Arrange the part of the material below that opens with the line containing "Put a marker on each instance of the green" and closes with the line containing "[(853, 822)]", both included, as a numbered list with one line per item. Leave out any blank lines.

- STORED ROWS:
((
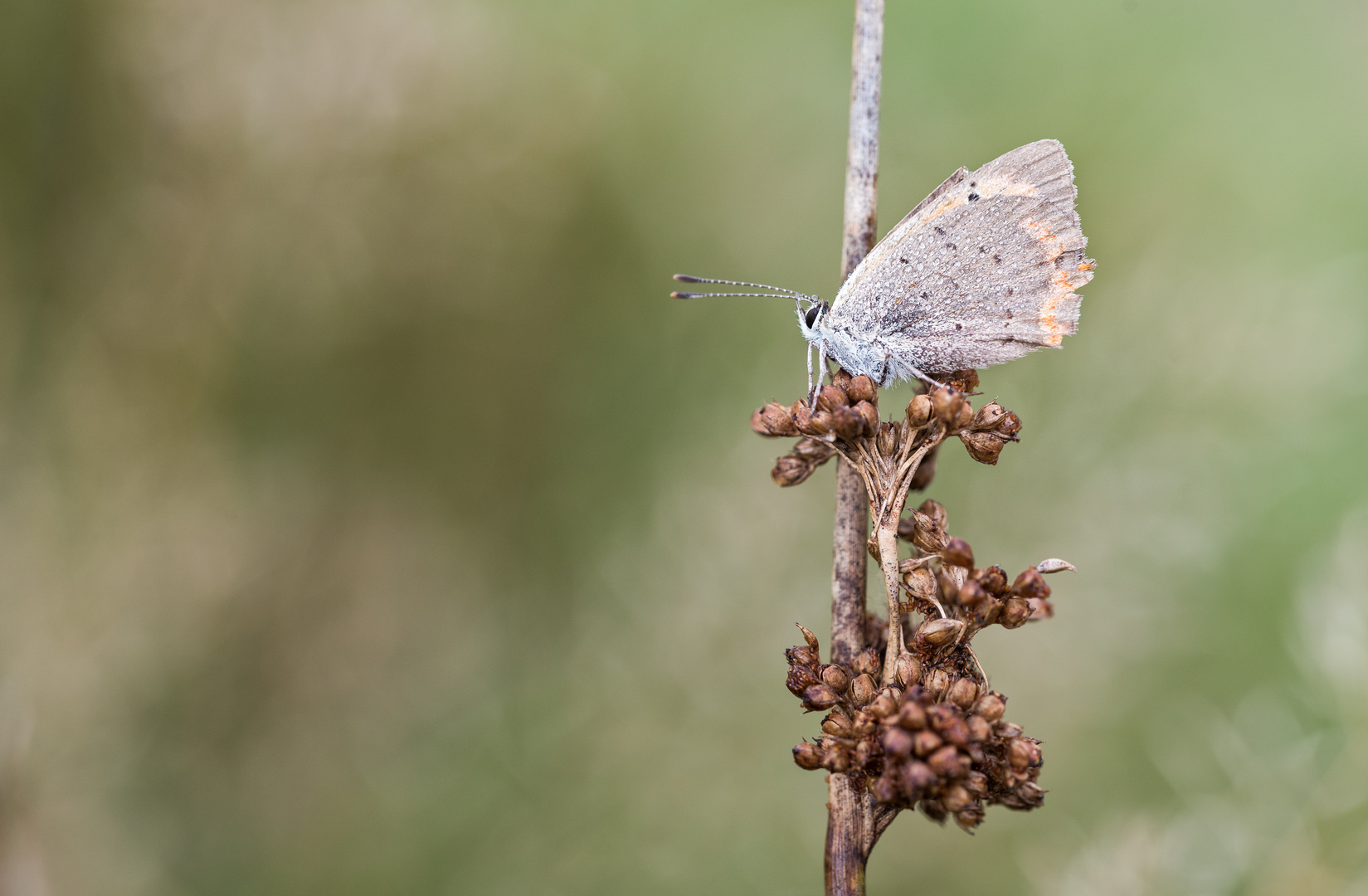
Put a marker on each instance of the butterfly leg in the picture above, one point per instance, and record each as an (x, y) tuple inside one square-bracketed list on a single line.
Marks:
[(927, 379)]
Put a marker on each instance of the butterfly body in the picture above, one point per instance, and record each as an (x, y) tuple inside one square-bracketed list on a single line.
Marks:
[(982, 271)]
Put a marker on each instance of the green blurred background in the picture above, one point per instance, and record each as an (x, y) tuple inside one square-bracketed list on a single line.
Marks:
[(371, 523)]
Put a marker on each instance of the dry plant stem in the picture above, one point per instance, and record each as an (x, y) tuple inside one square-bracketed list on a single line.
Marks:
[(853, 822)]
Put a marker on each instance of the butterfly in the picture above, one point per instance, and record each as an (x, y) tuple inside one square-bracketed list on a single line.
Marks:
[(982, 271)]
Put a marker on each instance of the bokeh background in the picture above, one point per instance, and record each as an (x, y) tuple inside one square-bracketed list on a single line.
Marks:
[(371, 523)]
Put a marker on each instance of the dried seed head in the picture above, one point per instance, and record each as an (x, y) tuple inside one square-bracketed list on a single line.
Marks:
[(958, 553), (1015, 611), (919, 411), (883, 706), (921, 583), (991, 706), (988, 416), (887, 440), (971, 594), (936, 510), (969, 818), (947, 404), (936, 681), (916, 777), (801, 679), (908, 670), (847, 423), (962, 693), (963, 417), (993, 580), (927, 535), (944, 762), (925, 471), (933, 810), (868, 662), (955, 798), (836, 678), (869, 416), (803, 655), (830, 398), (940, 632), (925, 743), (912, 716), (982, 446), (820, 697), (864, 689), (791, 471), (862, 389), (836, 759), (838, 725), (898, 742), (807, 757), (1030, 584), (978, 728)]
))
- TASK RESPONSE:
1. Put a marker on each instance of the green blurred background in the picture above, one point per instance, and record each as an (x, y) tuple inside one square-bracketed list on a single line.
2. Marks:
3. [(371, 523)]
4. Put a marker on each instance of the dry plant stem in the picture above, one point per instance, and record each as an (x, y) tuple inside one square-bracketed list on a single line.
5. Marks:
6. [(853, 822)]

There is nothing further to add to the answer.